**Requirements:**
Rescale the material below by writing out every line again, including the request, with each bounding-box coordinate in the answers multiplied by 0.45 and rounded to a whole number, halves rounding up. Leave the picture out of your reply.
** Start Given entries **
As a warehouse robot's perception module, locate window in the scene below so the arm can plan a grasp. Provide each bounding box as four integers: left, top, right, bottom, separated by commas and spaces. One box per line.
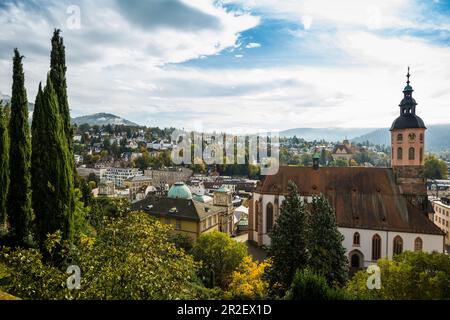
175, 219, 181, 230
408, 148, 414, 160
266, 202, 273, 233
414, 238, 423, 251
397, 148, 403, 160
353, 232, 360, 246
372, 234, 381, 261
393, 236, 403, 254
** End Given entries **
**Response to the exercise:**
As a warehouse robot's perception module, locate window in the scene below so the arm can plan a grasp. Provide each bounding box as four integers: left, top, right, bottom, separated by commas and spaces. One box per line.
79, 99, 81, 104
184, 67, 186, 72
120, 91, 123, 105
186, 107, 190, 113
179, 67, 181, 72
159, 104, 162, 111
167, 105, 171, 117
177, 106, 181, 114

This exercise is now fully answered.